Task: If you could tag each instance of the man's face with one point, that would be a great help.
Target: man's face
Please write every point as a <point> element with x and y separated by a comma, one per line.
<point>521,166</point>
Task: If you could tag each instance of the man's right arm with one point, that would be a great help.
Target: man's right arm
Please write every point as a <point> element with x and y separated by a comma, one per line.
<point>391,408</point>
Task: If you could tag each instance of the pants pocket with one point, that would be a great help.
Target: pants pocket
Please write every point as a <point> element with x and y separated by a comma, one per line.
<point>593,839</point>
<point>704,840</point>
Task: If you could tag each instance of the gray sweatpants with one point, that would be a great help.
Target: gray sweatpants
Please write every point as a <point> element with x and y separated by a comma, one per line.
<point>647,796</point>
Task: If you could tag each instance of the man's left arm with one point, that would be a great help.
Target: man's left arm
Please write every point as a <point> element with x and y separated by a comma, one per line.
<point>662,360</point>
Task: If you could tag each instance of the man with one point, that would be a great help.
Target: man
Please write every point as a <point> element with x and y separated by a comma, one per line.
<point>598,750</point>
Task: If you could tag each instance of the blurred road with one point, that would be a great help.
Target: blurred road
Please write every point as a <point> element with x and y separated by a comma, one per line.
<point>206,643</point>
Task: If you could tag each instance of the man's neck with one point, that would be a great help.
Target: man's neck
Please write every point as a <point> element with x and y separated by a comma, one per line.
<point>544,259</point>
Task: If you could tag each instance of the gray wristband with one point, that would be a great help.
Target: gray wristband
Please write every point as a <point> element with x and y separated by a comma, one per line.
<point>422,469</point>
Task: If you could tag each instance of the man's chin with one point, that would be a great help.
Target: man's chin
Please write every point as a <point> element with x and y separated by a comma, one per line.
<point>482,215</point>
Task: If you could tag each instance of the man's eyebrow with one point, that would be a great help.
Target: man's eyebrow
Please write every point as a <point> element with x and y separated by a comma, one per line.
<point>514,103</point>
_____
Your task is to set down exactly the lines from the line containing "Task: If you could tag each instance of the man's eyebrow" to the end of the data above, including both ends.

Task: If you could tag each instance of the man's eyebrow with one point, that would be a great help.
Target: man's eyebrow
Please write every point as a <point> element with x and y separated by a comma, one per line.
<point>514,103</point>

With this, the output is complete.